▸ PROVIDED PASSAGE:
--- START ---

AMAZON

Friday, September 23, 2005

Mercy, Truth, Peace, & Justice

I have been thinking of Simon Wiesenthal’s book The Sunflower: On the Possibilities and Limits of Forgiveness in relation to the catastrophes that have plagued our nation over the past several years. Specifically, where does compassion and forgiveness, mercy and truth, fit into our nation’s life?

After the September 11th attacks, we felt horror, outrage, anger, and then compassion for the victims. However, that quickly turned into fear and finger-pointing: it was as if we needed to blame someone other than the terrorists for what happened. Likewise with Hurricane Katrina: our compassion has been tempered by our need to find fault with someone other than Mother Nature.

In The Sunflower Wiesenthal reports a story that Josek, another Jewish prisoner in the concentration camp, told:


“Our scholars say that at the Creation of man four angels stood as godparents. The angels of Mercy, Truth, Peace, and Justice. For a long time they disputed if God ought to create man at all. The strongest opponent was the angel of Truth. This angered God and as punishment He sent him into banishment on earth. But the other angels begged God to pardon him and finally He listened to them and summoned the angel of Truth back to heaven. The angel brought back a clod of earth which was soaked in his tears, tears he had shed on being banished from heaven. And from this clod of earth the Lord God created man.”


I believe that discovering Truth is very important. If something went wrong in our defense against terrorists, it needed to be identified and corrected. If there were problems in the efforts to provide help and relief to the victims of Katrina, it needed to be discovered and we needed to learn from that data so that it will not be repeated with Hurricane Rita.

But that is not want seems to be happening. Rather, we seek scapegoats to blame and punish. And, we seem to seldom learn from the experience. It is as if once the “culprit” is identified and blamed—once we know “the truth”—and we feel satisfied that the fault lies not with us but with someone else, we expect the problem not to happen again because we have punished and replaced the culprit with someone new.

--- END ---

▸ DATASET RECORDS:
--- START ---

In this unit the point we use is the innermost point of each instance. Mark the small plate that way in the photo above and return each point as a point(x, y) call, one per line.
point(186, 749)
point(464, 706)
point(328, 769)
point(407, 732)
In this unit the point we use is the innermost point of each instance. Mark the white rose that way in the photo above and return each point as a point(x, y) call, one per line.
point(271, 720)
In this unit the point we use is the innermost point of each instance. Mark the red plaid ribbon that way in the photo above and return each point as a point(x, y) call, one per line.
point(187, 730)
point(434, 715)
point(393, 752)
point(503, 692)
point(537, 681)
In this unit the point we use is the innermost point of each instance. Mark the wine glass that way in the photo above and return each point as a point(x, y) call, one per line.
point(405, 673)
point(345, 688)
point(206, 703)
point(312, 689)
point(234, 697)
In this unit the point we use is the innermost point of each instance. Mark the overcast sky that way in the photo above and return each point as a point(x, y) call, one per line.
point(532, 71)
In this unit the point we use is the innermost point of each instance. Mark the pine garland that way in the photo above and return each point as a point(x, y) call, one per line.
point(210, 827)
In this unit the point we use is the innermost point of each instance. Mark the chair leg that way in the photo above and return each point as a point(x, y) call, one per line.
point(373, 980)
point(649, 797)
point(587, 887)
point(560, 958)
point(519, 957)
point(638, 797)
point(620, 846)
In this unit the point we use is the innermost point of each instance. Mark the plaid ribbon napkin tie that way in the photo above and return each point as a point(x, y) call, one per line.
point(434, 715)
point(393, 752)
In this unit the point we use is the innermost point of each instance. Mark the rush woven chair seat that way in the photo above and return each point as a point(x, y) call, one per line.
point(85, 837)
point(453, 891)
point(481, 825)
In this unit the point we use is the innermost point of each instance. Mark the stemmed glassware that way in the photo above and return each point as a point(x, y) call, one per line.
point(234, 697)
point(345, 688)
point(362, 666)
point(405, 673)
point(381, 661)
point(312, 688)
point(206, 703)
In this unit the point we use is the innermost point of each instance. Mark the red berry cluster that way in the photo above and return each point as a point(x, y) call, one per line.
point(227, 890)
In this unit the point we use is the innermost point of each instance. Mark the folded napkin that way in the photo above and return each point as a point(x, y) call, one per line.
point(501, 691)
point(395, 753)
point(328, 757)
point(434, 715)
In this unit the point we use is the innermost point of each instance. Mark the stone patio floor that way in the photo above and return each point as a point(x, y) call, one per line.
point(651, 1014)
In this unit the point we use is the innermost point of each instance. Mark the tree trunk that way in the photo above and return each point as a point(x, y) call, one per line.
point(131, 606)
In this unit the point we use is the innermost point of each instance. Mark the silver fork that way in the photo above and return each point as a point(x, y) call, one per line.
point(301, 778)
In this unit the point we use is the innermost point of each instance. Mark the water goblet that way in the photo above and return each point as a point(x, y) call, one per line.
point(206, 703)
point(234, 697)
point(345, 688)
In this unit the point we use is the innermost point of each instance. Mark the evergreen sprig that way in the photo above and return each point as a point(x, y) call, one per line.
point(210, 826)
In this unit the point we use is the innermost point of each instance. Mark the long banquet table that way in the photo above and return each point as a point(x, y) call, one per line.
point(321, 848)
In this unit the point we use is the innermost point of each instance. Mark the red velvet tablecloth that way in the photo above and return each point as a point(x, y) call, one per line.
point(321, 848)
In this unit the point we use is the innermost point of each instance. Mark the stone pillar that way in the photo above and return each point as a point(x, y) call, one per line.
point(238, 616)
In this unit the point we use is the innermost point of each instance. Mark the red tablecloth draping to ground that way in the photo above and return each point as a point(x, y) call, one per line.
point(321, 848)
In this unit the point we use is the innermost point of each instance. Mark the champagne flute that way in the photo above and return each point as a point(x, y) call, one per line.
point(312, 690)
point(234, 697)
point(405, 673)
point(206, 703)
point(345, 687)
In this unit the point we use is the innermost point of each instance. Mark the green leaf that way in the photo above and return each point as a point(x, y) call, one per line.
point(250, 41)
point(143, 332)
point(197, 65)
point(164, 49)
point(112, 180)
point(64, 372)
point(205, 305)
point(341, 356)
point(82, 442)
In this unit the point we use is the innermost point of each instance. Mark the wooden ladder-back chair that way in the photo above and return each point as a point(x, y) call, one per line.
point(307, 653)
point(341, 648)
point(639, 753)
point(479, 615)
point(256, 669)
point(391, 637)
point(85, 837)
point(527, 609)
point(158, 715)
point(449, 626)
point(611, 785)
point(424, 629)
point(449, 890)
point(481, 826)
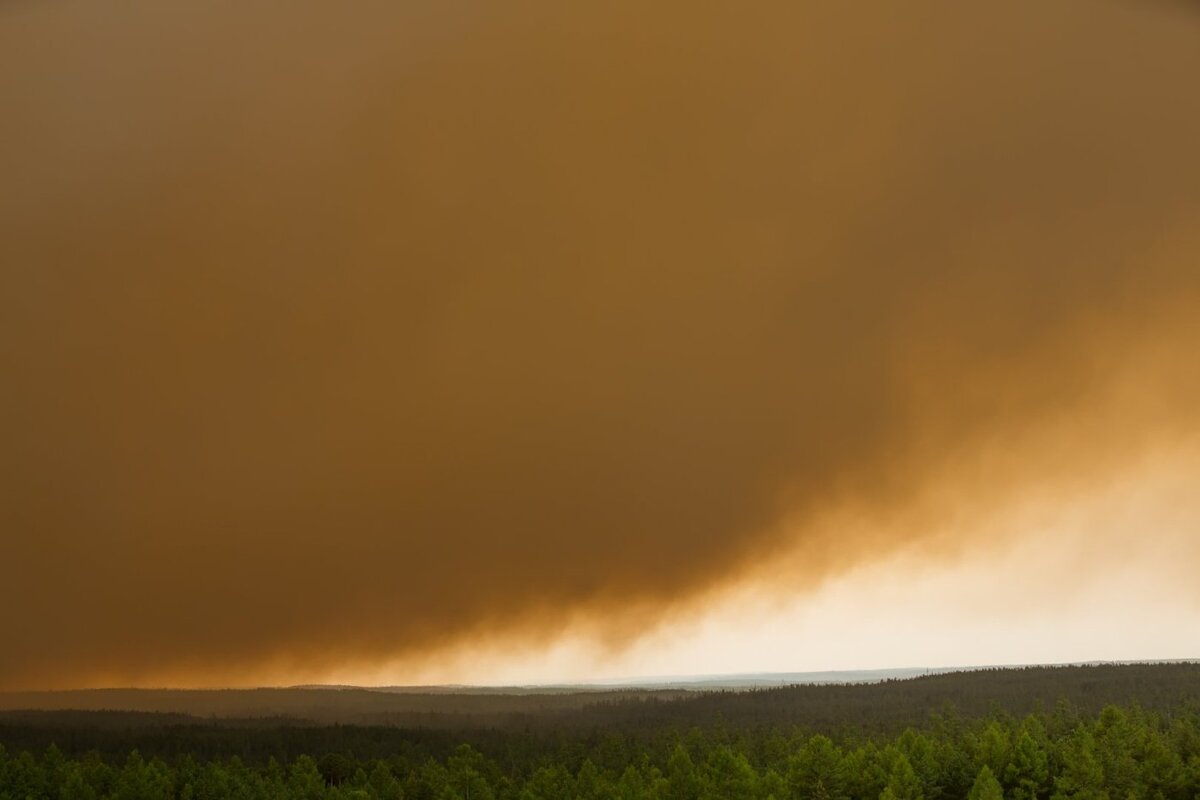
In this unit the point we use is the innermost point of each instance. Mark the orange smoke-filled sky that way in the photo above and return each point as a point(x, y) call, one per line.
point(537, 341)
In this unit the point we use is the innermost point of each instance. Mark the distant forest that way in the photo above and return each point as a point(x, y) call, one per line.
point(1108, 732)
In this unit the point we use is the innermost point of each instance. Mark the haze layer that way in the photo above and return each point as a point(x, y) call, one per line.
point(343, 335)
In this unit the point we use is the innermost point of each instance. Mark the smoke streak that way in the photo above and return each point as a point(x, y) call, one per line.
point(336, 336)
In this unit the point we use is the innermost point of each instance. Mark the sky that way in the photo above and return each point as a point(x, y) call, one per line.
point(466, 342)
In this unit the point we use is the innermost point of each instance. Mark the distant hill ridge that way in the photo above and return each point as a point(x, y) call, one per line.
point(885, 696)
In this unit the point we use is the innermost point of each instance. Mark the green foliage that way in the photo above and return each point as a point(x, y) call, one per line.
point(985, 787)
point(1120, 753)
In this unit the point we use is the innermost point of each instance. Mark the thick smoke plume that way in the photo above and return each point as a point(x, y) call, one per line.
point(339, 332)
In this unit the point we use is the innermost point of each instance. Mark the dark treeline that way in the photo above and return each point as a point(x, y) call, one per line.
point(1098, 733)
point(1120, 753)
point(888, 704)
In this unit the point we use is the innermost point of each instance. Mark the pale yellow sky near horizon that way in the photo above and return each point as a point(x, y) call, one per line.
point(456, 341)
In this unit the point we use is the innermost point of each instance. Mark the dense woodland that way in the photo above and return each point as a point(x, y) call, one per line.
point(1073, 739)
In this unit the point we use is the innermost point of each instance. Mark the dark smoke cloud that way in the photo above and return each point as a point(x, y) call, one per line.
point(333, 335)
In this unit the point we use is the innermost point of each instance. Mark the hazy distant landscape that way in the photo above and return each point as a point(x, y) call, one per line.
point(569, 400)
point(1104, 731)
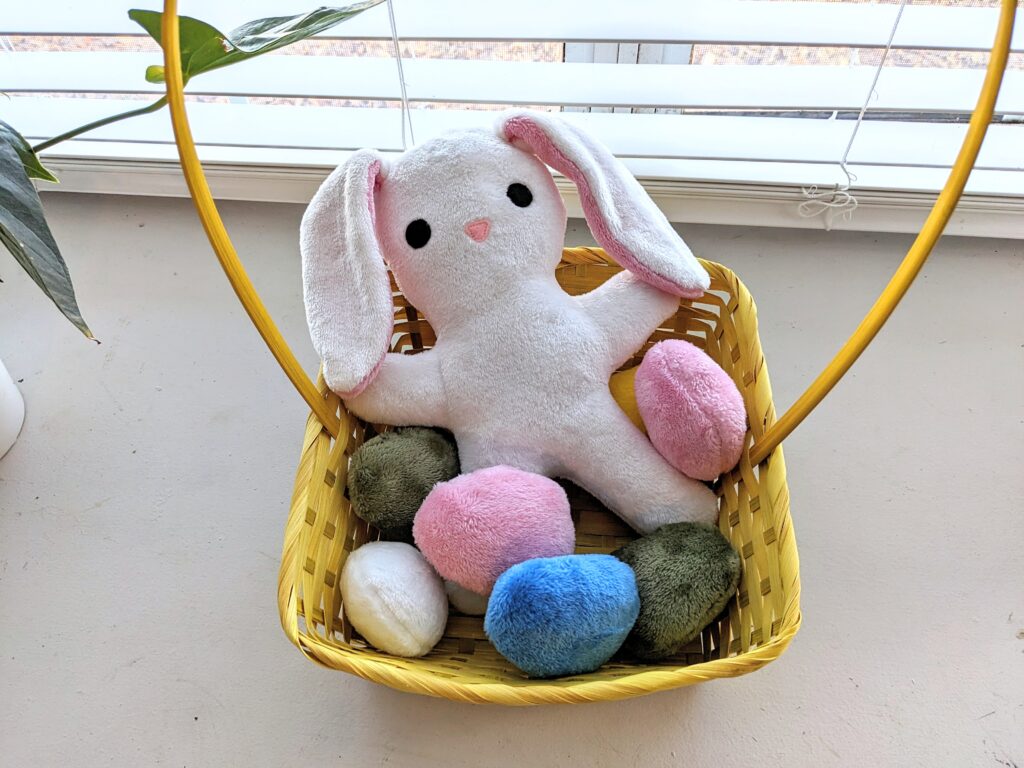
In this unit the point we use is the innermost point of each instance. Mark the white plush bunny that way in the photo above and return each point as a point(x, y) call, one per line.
point(472, 226)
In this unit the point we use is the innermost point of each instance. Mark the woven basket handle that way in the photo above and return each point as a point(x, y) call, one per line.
point(847, 355)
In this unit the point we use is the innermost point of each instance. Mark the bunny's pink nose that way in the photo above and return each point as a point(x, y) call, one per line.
point(478, 229)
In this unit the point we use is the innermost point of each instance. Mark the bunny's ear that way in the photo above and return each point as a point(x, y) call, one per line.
point(345, 283)
point(622, 216)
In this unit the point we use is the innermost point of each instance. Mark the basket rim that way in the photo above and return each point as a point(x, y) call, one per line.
point(577, 689)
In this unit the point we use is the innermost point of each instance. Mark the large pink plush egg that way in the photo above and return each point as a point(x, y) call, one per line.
point(476, 526)
point(692, 411)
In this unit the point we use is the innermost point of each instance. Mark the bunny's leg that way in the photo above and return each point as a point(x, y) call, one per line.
point(627, 310)
point(613, 461)
point(407, 391)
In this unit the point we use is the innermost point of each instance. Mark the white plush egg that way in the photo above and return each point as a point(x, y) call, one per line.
point(394, 598)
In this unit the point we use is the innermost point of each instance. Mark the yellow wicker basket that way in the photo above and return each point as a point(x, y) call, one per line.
point(755, 515)
point(762, 619)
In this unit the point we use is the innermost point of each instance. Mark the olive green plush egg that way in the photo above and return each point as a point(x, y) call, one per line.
point(391, 474)
point(686, 572)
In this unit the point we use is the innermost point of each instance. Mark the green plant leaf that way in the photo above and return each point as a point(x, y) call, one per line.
point(30, 161)
point(25, 232)
point(205, 48)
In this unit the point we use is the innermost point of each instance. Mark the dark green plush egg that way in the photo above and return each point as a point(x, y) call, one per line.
point(686, 572)
point(391, 474)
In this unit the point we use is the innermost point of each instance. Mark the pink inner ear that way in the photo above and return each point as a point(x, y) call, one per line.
point(530, 133)
point(374, 181)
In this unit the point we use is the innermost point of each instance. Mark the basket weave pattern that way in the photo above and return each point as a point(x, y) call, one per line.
point(754, 514)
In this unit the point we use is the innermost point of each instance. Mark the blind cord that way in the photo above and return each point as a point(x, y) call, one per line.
point(406, 112)
point(839, 201)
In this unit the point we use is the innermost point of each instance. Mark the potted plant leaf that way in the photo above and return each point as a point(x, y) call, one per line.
point(24, 230)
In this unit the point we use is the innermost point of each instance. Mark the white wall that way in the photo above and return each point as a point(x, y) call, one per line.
point(141, 514)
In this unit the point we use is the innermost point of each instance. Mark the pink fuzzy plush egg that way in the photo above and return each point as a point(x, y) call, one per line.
point(692, 411)
point(474, 527)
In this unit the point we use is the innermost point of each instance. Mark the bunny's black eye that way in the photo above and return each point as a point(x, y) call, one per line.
point(418, 233)
point(520, 195)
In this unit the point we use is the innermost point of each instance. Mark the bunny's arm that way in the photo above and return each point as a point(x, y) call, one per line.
point(407, 391)
point(627, 310)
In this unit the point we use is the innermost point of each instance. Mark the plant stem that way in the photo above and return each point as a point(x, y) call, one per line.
point(162, 101)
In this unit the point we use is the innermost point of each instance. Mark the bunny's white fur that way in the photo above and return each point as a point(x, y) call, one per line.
point(520, 369)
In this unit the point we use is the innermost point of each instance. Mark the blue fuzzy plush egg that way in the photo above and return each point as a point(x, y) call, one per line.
point(562, 615)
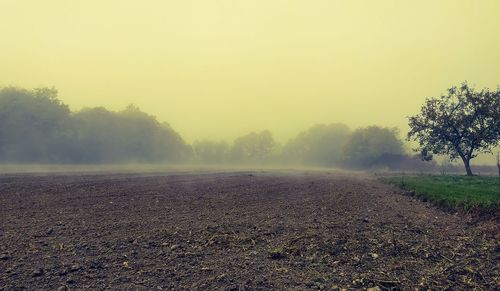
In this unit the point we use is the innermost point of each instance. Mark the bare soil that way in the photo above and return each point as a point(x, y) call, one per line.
point(253, 230)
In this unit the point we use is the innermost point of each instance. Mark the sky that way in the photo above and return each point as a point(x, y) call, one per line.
point(219, 69)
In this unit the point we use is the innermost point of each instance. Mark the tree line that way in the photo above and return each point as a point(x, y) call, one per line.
point(36, 127)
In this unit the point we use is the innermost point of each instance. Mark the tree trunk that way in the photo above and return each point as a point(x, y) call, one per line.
point(467, 166)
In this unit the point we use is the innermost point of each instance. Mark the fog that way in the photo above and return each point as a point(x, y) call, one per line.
point(36, 127)
point(219, 71)
point(323, 83)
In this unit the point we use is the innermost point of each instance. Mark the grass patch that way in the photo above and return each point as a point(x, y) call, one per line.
point(456, 192)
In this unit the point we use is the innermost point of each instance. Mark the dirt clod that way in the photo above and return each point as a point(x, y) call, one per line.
point(260, 230)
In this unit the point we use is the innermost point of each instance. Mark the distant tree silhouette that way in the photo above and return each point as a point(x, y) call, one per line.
point(460, 124)
point(253, 147)
point(320, 145)
point(36, 127)
point(373, 145)
point(210, 152)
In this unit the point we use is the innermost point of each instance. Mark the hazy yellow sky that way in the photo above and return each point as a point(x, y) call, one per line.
point(217, 69)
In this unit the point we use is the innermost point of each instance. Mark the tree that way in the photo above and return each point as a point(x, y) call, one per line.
point(373, 146)
point(461, 124)
point(320, 145)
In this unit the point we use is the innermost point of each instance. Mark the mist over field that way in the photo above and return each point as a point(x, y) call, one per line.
point(38, 128)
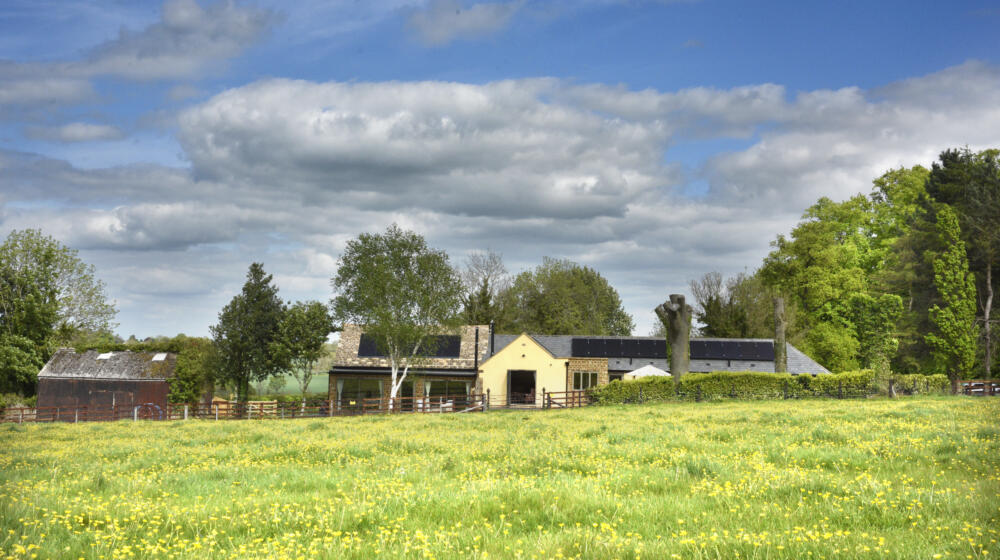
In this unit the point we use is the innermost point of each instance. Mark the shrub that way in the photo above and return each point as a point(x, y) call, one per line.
point(752, 385)
point(653, 388)
point(917, 384)
point(747, 385)
point(859, 383)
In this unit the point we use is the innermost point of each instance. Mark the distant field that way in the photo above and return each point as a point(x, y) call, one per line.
point(909, 478)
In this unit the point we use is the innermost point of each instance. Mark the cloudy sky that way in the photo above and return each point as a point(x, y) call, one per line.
point(173, 144)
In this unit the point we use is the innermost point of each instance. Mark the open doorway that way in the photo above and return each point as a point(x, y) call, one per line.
point(520, 386)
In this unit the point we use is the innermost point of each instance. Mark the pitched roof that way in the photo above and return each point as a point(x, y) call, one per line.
point(562, 346)
point(145, 366)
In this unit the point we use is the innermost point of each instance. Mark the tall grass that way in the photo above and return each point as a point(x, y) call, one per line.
point(913, 478)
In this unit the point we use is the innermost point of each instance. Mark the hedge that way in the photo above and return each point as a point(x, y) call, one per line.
point(749, 385)
point(917, 384)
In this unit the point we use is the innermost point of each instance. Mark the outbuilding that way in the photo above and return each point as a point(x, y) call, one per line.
point(105, 380)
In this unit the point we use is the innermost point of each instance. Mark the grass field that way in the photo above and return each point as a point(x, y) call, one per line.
point(909, 478)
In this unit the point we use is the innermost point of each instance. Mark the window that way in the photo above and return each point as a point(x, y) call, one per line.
point(447, 388)
point(584, 380)
point(354, 390)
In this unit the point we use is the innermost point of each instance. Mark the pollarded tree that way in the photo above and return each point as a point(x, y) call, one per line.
point(247, 326)
point(954, 343)
point(400, 292)
point(301, 340)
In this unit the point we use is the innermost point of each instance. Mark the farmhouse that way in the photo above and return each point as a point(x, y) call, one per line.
point(359, 371)
point(521, 366)
point(104, 380)
point(515, 369)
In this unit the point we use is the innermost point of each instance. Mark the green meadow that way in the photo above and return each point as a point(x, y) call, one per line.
point(906, 478)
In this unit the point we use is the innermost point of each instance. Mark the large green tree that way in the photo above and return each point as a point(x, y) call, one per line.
point(737, 307)
point(301, 340)
point(562, 297)
point(486, 280)
point(954, 340)
point(195, 374)
point(48, 297)
point(401, 292)
point(969, 182)
point(247, 326)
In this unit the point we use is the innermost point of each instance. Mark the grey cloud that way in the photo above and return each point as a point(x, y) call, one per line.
point(75, 132)
point(443, 21)
point(496, 149)
point(286, 172)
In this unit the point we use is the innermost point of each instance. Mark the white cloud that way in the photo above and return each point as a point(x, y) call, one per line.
point(188, 40)
point(443, 21)
point(75, 132)
point(286, 171)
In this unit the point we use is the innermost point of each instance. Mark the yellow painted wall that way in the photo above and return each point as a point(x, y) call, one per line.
point(523, 354)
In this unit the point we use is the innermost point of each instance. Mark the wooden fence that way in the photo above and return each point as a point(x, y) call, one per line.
point(980, 387)
point(257, 410)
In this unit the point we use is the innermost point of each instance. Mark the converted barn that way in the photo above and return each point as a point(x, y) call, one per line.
point(105, 380)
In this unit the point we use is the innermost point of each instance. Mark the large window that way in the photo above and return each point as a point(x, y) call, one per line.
point(447, 388)
point(353, 391)
point(584, 380)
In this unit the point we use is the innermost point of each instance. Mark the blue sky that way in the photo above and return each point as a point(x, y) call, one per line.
point(174, 143)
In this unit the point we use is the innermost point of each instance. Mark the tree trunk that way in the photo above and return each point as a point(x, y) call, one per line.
point(676, 317)
point(986, 317)
point(780, 324)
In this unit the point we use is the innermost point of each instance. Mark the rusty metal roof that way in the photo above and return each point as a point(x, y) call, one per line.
point(67, 363)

--- END ---

▸ REQUIRED TASKS:
**1)** Answer these questions from the post on mercy, truth, peace, and justice:
(a) Which book has the writer been thinking about?
(b) In Josek's story, which angel was the strongest opponent of creating man?
(c) From what did God create man in that story?
**2)** Write the next part of the post on mercy, truth, peace, and justice, picking up after its final sentence.

▸ RESPONSE LIST:
**1)**
(a) Simon Wiesenthal's The Sunflower: On the Possibilities and Limits of Forgiveness.
(b) The angel of Truth.
(c) A clod of earth soaked in the tears the angel of Truth shed on being banished from heaven.

**2)**
It is like dysfunctional families who, in therapy, seem to always have a member who is the “identified patient.” This is the person in the family who the other members consider the cause of the family’s problems. Once that person is “fixed,” the family believes everything will be O.K. Of course, that is never the case: in a dysfunctional family system, each member plays his or her own role in maintaining the status quo of the dysfunction. Fixing one person never solves the family's problems. Rather, all must change.

Seeking Truth and blaming the culprit never fixes the problem. And often the “culprit”—the identified scapegoat—has learned much from his or her mistakes. Learned so much, in fact, that that person may be the most qualified to make corrections. Yet we feel he or she must be punished for their action or lack of action. The problem often remains –and remains unchanged.

Back to Josek’s story: Truth is important—very important. But Truth may also be very subjective and needs to be balanced by Mercy and Justice if there is to be Peace (shalom). That’s a lesson I fear our nation has yet to learn.

2 comments:

  1. I need to read that book!

    ReplyDelete
  2. I'm now reading this book - it's beautiful, a must-read for those of us bogged down in the minors of life!